## FRAGMENTO DEL TEXTO
■ ■ ■ ■ ■ ■ ■
En esta entrada vamos a tratar de encontrar una definición de novela. Qué es una novela y qué no lo es. Qué extensión tiene.
La novela es un texto narrativo
Existen muchas formas de clasificar un texto literario. Básicamente podemos considerar dos tipos de textos, los textos narrativos y los no narrativos. Entre los textos no narrativos, estarían la poesía, escrita en verso, y la prosa poética, escrita evidentemente en prosa. Entre los textos narrativos, podemos distinguir los de ficción, en los que se encontrarían la novela, la novela corta o nouvelle, el relato o cuento y el microrrelato; y los de no ficción, la crónica, la biografía o el ensayo.
Qué extensión tiene una novela
Con respecto a la novela, suele considerarse una novela corta aquella que tiene entre 15.000 y 40.000 palabras, aunque pueden llegar a las 80.000, y llamamos novela a secas a partir de esas 80.000, pero hay tantas excepciones como criterios a la hora de clasificarlas.
■ ■ ■ ■ ■ ■ ■
## FILAS PROPORCIONADAS
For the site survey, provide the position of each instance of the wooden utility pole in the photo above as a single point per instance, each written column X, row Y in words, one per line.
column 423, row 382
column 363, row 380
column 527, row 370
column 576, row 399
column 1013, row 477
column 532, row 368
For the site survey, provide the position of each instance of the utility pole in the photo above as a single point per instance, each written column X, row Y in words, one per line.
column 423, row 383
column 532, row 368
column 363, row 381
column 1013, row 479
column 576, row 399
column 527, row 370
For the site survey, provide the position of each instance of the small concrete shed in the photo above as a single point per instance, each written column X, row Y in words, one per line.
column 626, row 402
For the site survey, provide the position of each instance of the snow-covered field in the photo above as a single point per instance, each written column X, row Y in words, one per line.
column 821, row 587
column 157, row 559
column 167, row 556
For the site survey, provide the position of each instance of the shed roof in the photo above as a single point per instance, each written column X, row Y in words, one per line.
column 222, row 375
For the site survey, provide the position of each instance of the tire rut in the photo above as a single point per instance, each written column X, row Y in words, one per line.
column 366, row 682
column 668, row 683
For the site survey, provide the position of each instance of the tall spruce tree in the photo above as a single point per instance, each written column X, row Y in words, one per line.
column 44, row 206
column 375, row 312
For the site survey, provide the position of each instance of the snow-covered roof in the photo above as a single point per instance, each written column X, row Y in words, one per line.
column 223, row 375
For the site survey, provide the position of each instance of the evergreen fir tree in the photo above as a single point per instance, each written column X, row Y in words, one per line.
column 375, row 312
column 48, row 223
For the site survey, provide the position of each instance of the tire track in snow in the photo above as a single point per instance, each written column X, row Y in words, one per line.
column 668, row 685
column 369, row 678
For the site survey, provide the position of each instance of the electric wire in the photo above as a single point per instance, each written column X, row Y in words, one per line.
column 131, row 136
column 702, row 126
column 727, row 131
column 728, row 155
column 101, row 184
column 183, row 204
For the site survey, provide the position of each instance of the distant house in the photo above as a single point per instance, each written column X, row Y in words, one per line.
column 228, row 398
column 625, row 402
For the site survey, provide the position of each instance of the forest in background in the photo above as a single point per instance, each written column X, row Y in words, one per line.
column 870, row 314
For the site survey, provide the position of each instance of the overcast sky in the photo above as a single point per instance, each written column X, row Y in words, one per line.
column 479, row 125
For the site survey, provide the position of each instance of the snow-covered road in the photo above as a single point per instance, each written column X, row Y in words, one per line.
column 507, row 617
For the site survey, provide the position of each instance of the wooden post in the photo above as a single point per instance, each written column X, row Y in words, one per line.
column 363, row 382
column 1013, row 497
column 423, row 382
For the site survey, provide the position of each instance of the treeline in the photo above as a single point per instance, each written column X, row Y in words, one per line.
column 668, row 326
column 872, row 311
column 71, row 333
■ ■ ■ ■ ■ ■ ■
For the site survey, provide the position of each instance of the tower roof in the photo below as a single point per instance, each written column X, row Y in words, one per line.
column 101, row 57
■ ■ ■ ■ ■ ■ ■
Según el texto sobre la novela, ¿qué extensión suele tener una novela corta? Las filas constituyen un material aparte, sin relación con el fragmento.

Suele tener entre 15.000 y 40.000 palabras, aunque puede llegar a las 80.000.